The data section start
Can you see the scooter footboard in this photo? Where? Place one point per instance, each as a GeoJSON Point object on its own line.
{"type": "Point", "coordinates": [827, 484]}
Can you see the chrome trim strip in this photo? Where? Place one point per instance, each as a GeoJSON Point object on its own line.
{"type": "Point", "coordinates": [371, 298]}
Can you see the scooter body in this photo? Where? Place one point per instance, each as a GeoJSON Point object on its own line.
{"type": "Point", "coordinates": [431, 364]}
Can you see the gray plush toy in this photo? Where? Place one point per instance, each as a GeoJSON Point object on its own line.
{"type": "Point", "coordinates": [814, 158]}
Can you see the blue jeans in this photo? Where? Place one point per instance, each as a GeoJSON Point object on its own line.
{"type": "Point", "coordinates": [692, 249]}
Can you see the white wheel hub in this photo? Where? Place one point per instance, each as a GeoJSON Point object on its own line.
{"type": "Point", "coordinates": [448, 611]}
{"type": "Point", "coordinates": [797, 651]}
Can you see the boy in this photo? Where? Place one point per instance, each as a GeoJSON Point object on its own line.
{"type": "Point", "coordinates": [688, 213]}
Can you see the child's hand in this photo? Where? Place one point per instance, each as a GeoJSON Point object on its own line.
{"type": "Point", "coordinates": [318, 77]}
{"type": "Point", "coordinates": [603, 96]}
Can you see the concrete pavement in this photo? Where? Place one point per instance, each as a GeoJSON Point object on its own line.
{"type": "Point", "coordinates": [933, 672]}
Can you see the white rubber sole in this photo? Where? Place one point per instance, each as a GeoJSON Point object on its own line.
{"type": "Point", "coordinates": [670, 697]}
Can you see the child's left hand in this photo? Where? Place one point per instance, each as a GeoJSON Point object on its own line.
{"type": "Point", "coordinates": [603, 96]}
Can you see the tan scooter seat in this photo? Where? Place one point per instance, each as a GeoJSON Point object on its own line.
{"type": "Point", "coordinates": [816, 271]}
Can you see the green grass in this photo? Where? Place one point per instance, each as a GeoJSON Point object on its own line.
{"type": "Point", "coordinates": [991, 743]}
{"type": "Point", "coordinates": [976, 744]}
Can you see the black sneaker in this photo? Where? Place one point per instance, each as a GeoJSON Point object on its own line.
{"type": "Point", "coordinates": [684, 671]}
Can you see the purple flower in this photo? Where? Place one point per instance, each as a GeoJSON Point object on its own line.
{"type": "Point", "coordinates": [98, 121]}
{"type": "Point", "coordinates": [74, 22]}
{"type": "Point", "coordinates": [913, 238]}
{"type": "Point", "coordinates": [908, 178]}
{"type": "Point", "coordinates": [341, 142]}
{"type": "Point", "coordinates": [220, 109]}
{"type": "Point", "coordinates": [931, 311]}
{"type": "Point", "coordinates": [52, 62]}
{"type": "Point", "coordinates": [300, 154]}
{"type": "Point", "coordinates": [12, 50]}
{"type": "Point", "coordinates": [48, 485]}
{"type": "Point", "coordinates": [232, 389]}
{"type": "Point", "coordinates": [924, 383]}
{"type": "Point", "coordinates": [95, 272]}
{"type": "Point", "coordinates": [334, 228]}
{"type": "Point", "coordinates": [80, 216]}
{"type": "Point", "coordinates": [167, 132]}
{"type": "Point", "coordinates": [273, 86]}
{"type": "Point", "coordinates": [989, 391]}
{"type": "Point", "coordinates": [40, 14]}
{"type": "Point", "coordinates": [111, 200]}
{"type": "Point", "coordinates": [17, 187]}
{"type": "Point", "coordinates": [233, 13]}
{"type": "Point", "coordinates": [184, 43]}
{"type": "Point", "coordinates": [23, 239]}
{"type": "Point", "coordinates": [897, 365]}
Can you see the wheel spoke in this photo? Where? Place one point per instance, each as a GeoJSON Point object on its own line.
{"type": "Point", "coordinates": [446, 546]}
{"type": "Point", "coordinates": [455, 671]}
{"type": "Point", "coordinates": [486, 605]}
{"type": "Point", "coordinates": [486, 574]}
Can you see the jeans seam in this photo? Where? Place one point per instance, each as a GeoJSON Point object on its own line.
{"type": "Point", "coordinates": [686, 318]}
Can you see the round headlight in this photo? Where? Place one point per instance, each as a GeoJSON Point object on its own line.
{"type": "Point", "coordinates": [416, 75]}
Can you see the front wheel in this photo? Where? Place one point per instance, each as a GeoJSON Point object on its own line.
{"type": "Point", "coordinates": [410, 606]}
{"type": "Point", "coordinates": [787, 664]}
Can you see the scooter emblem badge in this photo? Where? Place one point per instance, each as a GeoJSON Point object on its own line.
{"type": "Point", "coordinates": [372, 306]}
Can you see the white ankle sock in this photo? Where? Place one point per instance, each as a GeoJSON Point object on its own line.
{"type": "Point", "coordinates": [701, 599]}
The data section end
• Instructions for the task:
The listing above is to be written out again word for word.

• Exercise solution:
Can you see the scooter footboard in this photo? Where? Place one point per instance, each as a GeoJSON Point object on its own line.
{"type": "Point", "coordinates": [827, 484]}
Can you see the chrome trim strip in this photo? Where? Place one point per instance, each as a GeoJSON Point object on its own line.
{"type": "Point", "coordinates": [371, 298]}
Can you see the scooter body in this photo? Where? Place one point per instance, each as a GeoJSON Point object on its own line.
{"type": "Point", "coordinates": [431, 364]}
Can you see the gray plush toy in this photo? Where? Place one point per instance, each as a GeoJSON Point object on its own line.
{"type": "Point", "coordinates": [814, 158]}
Can you see the blue jeans in this photo? Where? Place one point per instance, each as a GeoJSON Point object on its own line.
{"type": "Point", "coordinates": [692, 249]}
Can you see the white wheel hub in this photo? Where? Place one point per instance, each as a GeoJSON Point object on its own line.
{"type": "Point", "coordinates": [448, 611]}
{"type": "Point", "coordinates": [797, 651]}
Can you see the boy in this photo? Where? Place one point per instance, each as a GeoJSON Point object on its own line.
{"type": "Point", "coordinates": [688, 213]}
Can you see the child's hand in this photo? Where? Place one point per instance, each as a GeoJSON Point object on its own line.
{"type": "Point", "coordinates": [318, 77]}
{"type": "Point", "coordinates": [603, 96]}
Can you see the concrete pavement in this photo? Where? Place one point per instance, each as a GeoJSON Point object on its own line.
{"type": "Point", "coordinates": [933, 672]}
Can you see the white rubber sole in this photo? Where? Place one point per instance, each as a GeoJSON Point object on its own line.
{"type": "Point", "coordinates": [670, 697]}
Can you see the child's left hand in this photo? Where? Place one point per instance, each as a GeoJSON Point object on its own line.
{"type": "Point", "coordinates": [603, 96]}
Can you see the tan scooter seat in this photo? Where? Place one point per instance, each as a GeoJSON Point object on its own line.
{"type": "Point", "coordinates": [816, 271]}
Can you see the green grass in this photo? Where? Place one point per instance, each as a GeoJSON Point object on its own line.
{"type": "Point", "coordinates": [991, 743]}
{"type": "Point", "coordinates": [976, 744]}
Can you see the black sneaker in this photo? Where? Place one point per instance, each as a GeoJSON Point object on its own line.
{"type": "Point", "coordinates": [684, 671]}
Can you see the purple flower in this photo? Where? Place one point per instance, each as a GeoJSON Point object on its own line.
{"type": "Point", "coordinates": [98, 121]}
{"type": "Point", "coordinates": [74, 22]}
{"type": "Point", "coordinates": [913, 238]}
{"type": "Point", "coordinates": [908, 178]}
{"type": "Point", "coordinates": [341, 142]}
{"type": "Point", "coordinates": [220, 109]}
{"type": "Point", "coordinates": [931, 311]}
{"type": "Point", "coordinates": [52, 62]}
{"type": "Point", "coordinates": [300, 154]}
{"type": "Point", "coordinates": [12, 50]}
{"type": "Point", "coordinates": [48, 485]}
{"type": "Point", "coordinates": [232, 389]}
{"type": "Point", "coordinates": [924, 383]}
{"type": "Point", "coordinates": [95, 272]}
{"type": "Point", "coordinates": [334, 228]}
{"type": "Point", "coordinates": [80, 216]}
{"type": "Point", "coordinates": [167, 132]}
{"type": "Point", "coordinates": [273, 86]}
{"type": "Point", "coordinates": [989, 391]}
{"type": "Point", "coordinates": [40, 14]}
{"type": "Point", "coordinates": [111, 200]}
{"type": "Point", "coordinates": [17, 187]}
{"type": "Point", "coordinates": [233, 13]}
{"type": "Point", "coordinates": [184, 43]}
{"type": "Point", "coordinates": [23, 239]}
{"type": "Point", "coordinates": [897, 365]}
Can you see the wheel spoke in this photo? Where? Place one point per instance, each as a GeoJSON Point object on its own line.
{"type": "Point", "coordinates": [446, 546]}
{"type": "Point", "coordinates": [455, 671]}
{"type": "Point", "coordinates": [486, 605]}
{"type": "Point", "coordinates": [486, 574]}
Can you see the jeans seam in this photo? Where? Place one point per instance, each as a GeoJSON Point object on its own line.
{"type": "Point", "coordinates": [686, 318]}
Can you see the round headlight in this photo? Where? Place one point per instance, each as a GeoJSON Point object on its own line.
{"type": "Point", "coordinates": [416, 75]}
Can you see the front wheel in this photo? Where? Place one point per instance, each as a GeoJSON Point object on its own line.
{"type": "Point", "coordinates": [410, 606]}
{"type": "Point", "coordinates": [787, 664]}
Can you see the scooter emblem badge in this photo? Where? Place one point per instance, each as a GeoJSON Point object on its own line.
{"type": "Point", "coordinates": [372, 306]}
Can you see the white ankle sock in this photo? Where? Place one point per instance, each as a GeoJSON Point object on its own line.
{"type": "Point", "coordinates": [701, 599]}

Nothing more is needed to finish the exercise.